▸ **Your task**
Could you repeat exactly the lines below, from the line containing "written like (144,177)." through the last one, both included, while leaving out any pictures?

[start of Stored rows]

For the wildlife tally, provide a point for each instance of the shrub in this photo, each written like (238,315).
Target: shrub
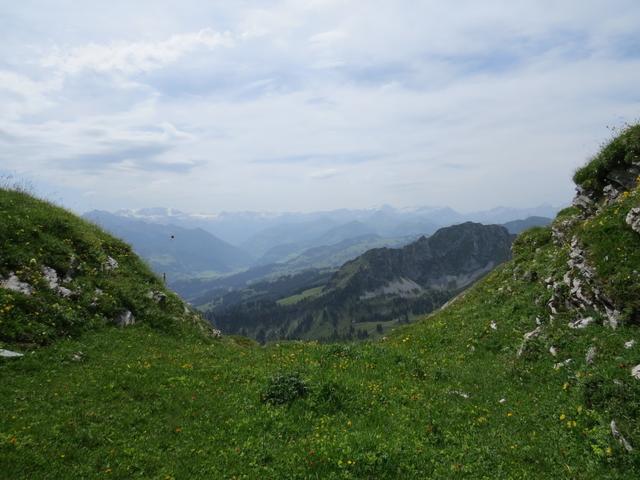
(284,388)
(621,151)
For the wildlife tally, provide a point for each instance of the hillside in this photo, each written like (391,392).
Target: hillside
(368,295)
(61,276)
(178,252)
(519,226)
(532,373)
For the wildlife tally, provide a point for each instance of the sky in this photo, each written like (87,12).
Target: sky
(210,106)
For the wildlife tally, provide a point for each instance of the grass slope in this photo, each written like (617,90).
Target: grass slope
(447,397)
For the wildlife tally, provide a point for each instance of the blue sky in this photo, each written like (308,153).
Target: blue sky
(291,105)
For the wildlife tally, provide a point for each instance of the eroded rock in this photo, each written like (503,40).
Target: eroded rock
(157,297)
(582,323)
(9,354)
(13,283)
(51,277)
(618,436)
(528,337)
(633,219)
(591,355)
(110,264)
(125,319)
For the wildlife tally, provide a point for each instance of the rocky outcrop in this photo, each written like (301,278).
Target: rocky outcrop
(158,297)
(633,219)
(9,354)
(51,277)
(618,436)
(110,264)
(13,283)
(125,319)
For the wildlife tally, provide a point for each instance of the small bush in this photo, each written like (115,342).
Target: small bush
(619,152)
(283,389)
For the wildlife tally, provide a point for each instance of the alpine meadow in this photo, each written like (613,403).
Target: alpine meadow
(320,240)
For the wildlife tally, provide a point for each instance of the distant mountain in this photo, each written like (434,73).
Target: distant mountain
(519,226)
(368,295)
(178,252)
(258,232)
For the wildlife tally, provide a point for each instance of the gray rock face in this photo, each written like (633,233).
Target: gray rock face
(591,355)
(9,354)
(157,297)
(51,276)
(618,436)
(13,283)
(633,219)
(585,292)
(125,319)
(611,194)
(559,365)
(528,337)
(584,203)
(582,323)
(110,264)
(624,177)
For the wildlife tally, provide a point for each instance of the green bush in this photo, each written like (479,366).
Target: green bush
(284,388)
(621,151)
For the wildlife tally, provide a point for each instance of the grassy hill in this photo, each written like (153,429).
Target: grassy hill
(522,376)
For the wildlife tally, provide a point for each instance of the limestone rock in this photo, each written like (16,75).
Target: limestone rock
(77,357)
(624,177)
(13,283)
(157,297)
(618,436)
(591,355)
(528,337)
(51,276)
(110,264)
(125,319)
(633,219)
(559,365)
(9,354)
(611,194)
(581,323)
(584,203)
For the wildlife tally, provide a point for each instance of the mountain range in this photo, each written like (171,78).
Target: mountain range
(194,246)
(368,295)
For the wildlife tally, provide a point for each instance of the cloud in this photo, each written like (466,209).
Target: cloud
(248,105)
(324,174)
(133,57)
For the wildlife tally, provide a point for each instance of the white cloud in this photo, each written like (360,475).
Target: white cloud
(133,57)
(407,102)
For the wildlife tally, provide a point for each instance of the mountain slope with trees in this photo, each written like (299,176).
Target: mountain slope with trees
(369,295)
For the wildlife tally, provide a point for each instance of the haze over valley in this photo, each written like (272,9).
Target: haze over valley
(323,239)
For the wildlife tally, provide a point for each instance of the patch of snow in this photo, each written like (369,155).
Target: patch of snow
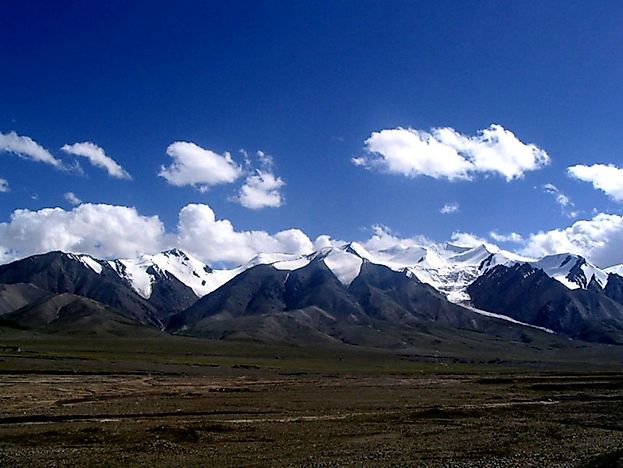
(508,319)
(616,269)
(135,272)
(345,266)
(91,263)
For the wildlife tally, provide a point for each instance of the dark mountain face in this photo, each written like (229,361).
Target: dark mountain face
(311,301)
(16,296)
(390,295)
(529,295)
(614,288)
(70,314)
(58,272)
(169,294)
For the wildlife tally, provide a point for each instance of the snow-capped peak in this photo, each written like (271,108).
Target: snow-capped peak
(87,261)
(143,271)
(571,270)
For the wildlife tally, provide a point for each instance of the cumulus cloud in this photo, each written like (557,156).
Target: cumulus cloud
(109,231)
(261,190)
(565,203)
(198,167)
(449,208)
(607,178)
(512,237)
(98,157)
(599,239)
(213,239)
(72,198)
(25,147)
(467,239)
(444,153)
(383,238)
(99,230)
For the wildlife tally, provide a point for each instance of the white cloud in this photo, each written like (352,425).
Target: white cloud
(25,147)
(467,239)
(99,230)
(198,167)
(444,153)
(383,238)
(213,239)
(261,190)
(72,198)
(97,157)
(599,239)
(607,178)
(449,208)
(565,203)
(512,237)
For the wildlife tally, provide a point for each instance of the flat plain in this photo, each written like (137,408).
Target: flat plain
(185,402)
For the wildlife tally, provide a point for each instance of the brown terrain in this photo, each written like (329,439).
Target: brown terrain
(184,402)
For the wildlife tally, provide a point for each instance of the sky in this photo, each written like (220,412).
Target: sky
(230,128)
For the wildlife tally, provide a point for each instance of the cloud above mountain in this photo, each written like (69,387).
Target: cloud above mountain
(607,178)
(444,153)
(109,231)
(213,239)
(261,190)
(599,239)
(26,148)
(100,230)
(198,167)
(97,157)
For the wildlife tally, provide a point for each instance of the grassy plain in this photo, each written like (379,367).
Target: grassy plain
(173,401)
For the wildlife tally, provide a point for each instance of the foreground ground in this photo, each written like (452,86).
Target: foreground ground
(191,403)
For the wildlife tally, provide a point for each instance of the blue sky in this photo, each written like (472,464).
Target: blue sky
(308,83)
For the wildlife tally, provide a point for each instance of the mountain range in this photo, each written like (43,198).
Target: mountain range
(381,297)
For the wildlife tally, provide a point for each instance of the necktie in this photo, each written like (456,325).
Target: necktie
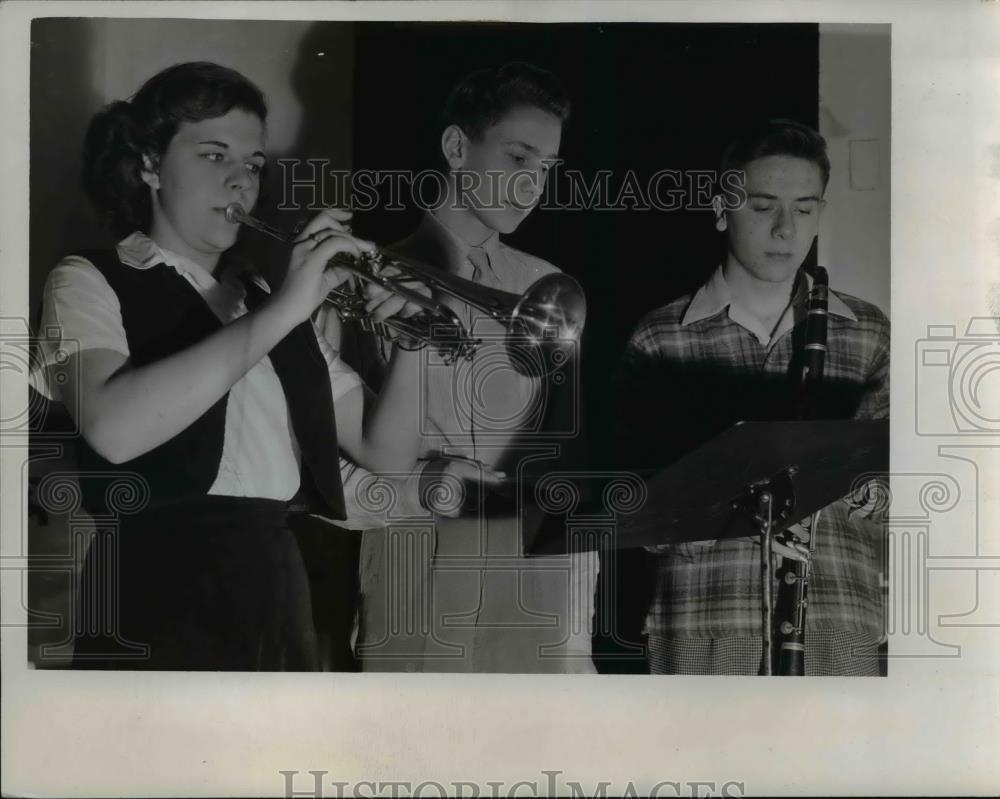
(480,261)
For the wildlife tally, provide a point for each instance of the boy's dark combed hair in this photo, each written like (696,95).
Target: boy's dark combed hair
(482,98)
(777,137)
(122,132)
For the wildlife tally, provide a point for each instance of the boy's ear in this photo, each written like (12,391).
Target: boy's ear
(149,173)
(454,146)
(720,213)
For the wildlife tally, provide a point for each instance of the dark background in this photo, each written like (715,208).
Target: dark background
(645,98)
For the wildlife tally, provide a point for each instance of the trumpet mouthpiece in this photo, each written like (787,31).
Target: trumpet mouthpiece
(235,213)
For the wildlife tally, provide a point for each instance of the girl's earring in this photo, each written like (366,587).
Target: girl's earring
(149,175)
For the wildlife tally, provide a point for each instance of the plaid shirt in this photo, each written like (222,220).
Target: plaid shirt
(694,367)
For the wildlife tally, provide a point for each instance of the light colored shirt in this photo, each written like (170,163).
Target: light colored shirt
(476,408)
(260,455)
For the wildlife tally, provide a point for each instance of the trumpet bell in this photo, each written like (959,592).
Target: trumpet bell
(546,324)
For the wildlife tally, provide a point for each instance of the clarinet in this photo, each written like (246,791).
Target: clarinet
(794,574)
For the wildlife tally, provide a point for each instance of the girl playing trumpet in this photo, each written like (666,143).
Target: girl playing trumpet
(214,395)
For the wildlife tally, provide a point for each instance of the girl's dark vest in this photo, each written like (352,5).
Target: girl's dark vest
(163,314)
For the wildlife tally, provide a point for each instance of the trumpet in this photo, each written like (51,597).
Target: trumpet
(542,325)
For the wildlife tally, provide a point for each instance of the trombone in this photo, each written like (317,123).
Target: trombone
(542,325)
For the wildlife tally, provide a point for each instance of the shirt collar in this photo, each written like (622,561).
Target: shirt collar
(715,295)
(141,252)
(458,247)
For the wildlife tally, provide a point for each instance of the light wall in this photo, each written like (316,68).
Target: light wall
(855,119)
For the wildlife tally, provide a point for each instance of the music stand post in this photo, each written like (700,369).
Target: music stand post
(754,479)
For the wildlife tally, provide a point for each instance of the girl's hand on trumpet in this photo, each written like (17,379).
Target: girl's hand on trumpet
(309,279)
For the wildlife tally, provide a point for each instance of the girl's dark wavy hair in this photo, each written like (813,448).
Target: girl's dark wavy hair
(481,99)
(122,132)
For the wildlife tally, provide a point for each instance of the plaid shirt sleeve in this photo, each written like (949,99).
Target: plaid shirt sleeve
(712,589)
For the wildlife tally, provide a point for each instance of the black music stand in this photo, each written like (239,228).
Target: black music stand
(756,478)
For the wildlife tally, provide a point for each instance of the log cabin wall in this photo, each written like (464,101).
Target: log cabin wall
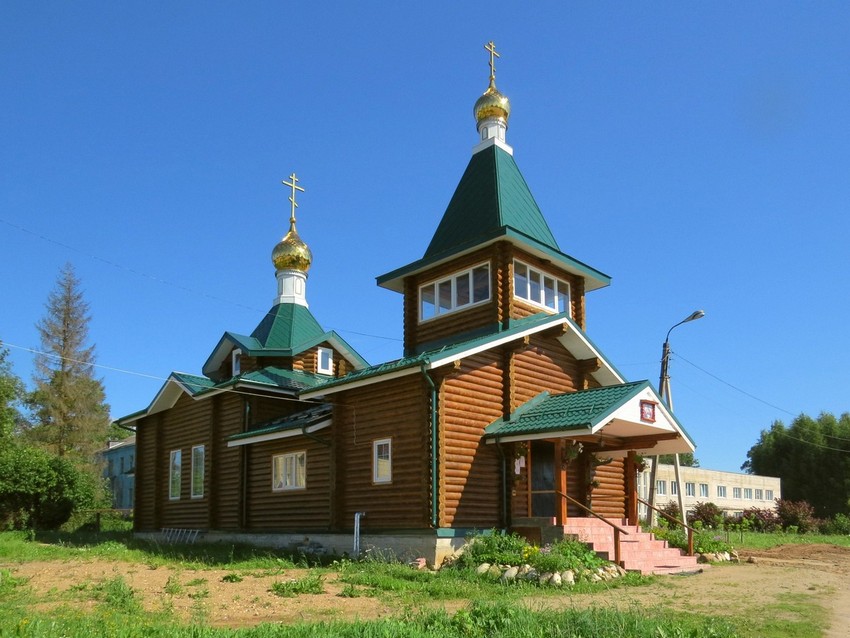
(608,490)
(185,425)
(542,364)
(225,463)
(398,409)
(294,510)
(145,507)
(470,469)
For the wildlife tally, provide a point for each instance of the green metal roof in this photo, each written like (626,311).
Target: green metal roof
(298,421)
(286,326)
(491,195)
(571,411)
(492,202)
(498,332)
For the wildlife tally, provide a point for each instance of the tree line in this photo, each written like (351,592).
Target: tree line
(50,435)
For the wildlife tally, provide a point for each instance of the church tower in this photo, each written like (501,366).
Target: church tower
(493,259)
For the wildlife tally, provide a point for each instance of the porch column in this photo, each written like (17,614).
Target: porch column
(560,484)
(631,488)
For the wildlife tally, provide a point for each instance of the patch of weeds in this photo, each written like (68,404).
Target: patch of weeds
(349,591)
(310,584)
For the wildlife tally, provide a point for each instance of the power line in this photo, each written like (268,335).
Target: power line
(734,387)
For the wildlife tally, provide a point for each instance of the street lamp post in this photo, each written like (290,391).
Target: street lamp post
(664,389)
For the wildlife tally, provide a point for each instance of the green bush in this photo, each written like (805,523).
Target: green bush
(40,491)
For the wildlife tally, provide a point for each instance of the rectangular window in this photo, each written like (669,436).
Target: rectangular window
(198,458)
(454,293)
(289,471)
(382,461)
(325,361)
(540,289)
(174,467)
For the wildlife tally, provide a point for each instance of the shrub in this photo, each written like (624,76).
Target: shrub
(761,520)
(40,491)
(708,514)
(798,515)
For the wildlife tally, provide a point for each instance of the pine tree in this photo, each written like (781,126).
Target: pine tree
(11,397)
(70,416)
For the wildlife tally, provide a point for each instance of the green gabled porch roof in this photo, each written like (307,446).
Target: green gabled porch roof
(493,202)
(615,408)
(308,420)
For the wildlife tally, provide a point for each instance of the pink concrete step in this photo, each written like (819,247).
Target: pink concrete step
(639,551)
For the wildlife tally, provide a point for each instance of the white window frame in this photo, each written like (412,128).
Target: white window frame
(198,468)
(324,354)
(454,290)
(382,468)
(286,475)
(175,479)
(538,296)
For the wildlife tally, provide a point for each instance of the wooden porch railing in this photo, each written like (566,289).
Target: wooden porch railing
(673,519)
(617,529)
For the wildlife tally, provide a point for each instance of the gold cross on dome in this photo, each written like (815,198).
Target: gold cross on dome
(294,186)
(493,55)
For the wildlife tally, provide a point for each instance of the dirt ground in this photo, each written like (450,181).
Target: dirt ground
(757,585)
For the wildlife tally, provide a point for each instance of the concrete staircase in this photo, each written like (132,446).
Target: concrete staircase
(639,551)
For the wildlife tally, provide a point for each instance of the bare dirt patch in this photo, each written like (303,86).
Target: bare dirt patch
(816,573)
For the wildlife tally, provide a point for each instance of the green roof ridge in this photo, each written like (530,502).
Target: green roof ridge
(492,194)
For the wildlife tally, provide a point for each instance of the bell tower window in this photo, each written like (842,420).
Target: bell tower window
(457,292)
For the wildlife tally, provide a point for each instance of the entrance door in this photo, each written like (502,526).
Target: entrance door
(542,478)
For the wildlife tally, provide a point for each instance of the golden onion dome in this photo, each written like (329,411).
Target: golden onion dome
(291,253)
(492,104)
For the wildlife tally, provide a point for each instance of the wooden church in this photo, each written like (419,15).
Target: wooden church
(502,413)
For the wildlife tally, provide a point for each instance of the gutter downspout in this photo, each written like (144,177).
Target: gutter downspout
(498,445)
(434,505)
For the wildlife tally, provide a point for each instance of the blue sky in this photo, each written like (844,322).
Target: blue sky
(699,153)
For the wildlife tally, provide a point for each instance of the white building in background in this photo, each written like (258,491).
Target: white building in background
(732,492)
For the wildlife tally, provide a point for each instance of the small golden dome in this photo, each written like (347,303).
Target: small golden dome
(492,104)
(291,253)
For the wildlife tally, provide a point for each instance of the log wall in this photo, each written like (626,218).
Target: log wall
(470,399)
(397,409)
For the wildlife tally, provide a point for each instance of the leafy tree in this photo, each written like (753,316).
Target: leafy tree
(685,460)
(70,415)
(811,456)
(39,490)
(11,397)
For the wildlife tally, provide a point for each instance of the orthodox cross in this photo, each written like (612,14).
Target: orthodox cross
(493,55)
(294,186)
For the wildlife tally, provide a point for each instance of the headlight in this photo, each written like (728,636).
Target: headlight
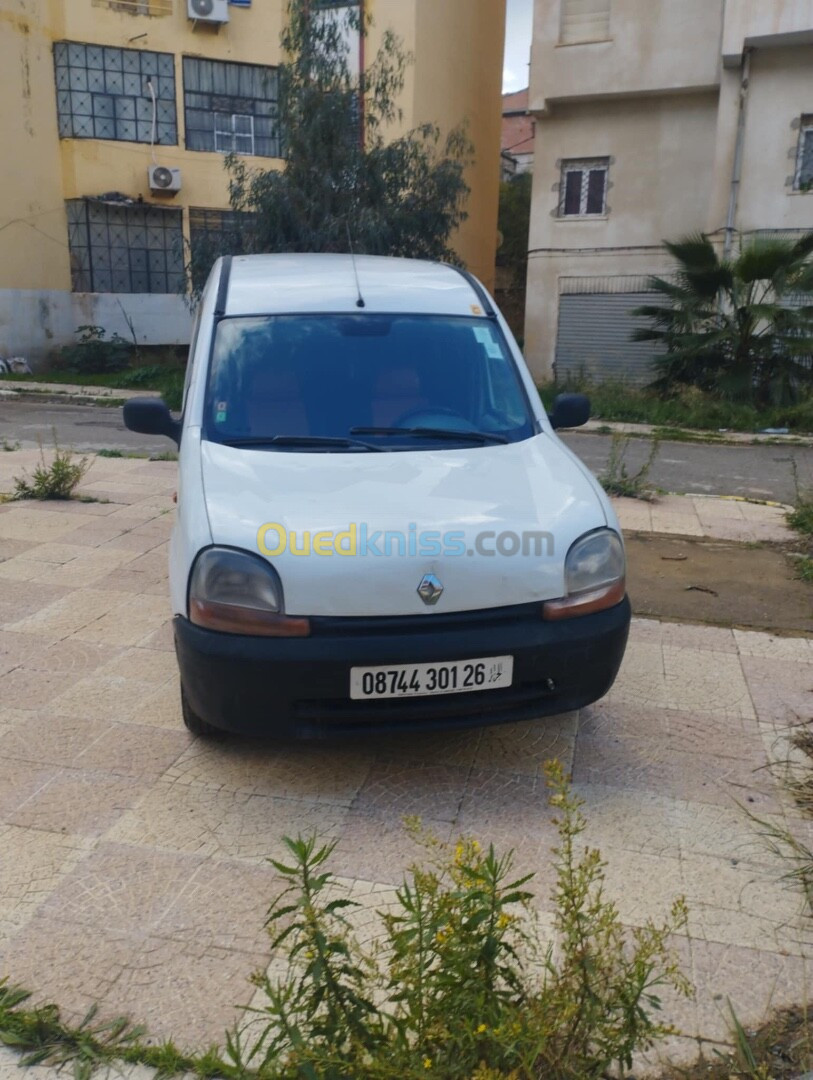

[end of Stored rows]

▸ **Task answer**
For the wildlife tally, provide a point for each instance of the gutter downspout in this photo, each written like (144,177).
Target: gutter downspout
(498,445)
(434,505)
For the wildlife tally, provide a point for each instance of the blue sky in this photo, each written like (844,322).
Target: blue sky
(699,153)
For the wildlife tally, provide a point for each instance of the white building in background in this photo, each written like (258,491).
Target: white building in background
(732,492)
For the wildlife tally, provide a point for each instance of the small golden dome in this photo, each written like (347,303).
Target: small golden dome
(492,104)
(291,253)
For the wildlife tally, provide a point for each instance of the log wall in this photo, each written like (626,218).
Target: log wall
(470,399)
(397,409)
For the wildlife tally, provide a point for each instance of the leafy tree in this photo, each written like (753,316).
Target: leafy tree
(685,460)
(70,415)
(811,456)
(39,490)
(11,397)
For the wildlife tally, provide a point for each instance of the orthodox cross in this photo, each written like (612,14).
Target: orthodox cross
(493,55)
(294,186)
For the wildlife tally, provide a point for each instance of the headlight in this photo, each written like (728,636).
Target: headlight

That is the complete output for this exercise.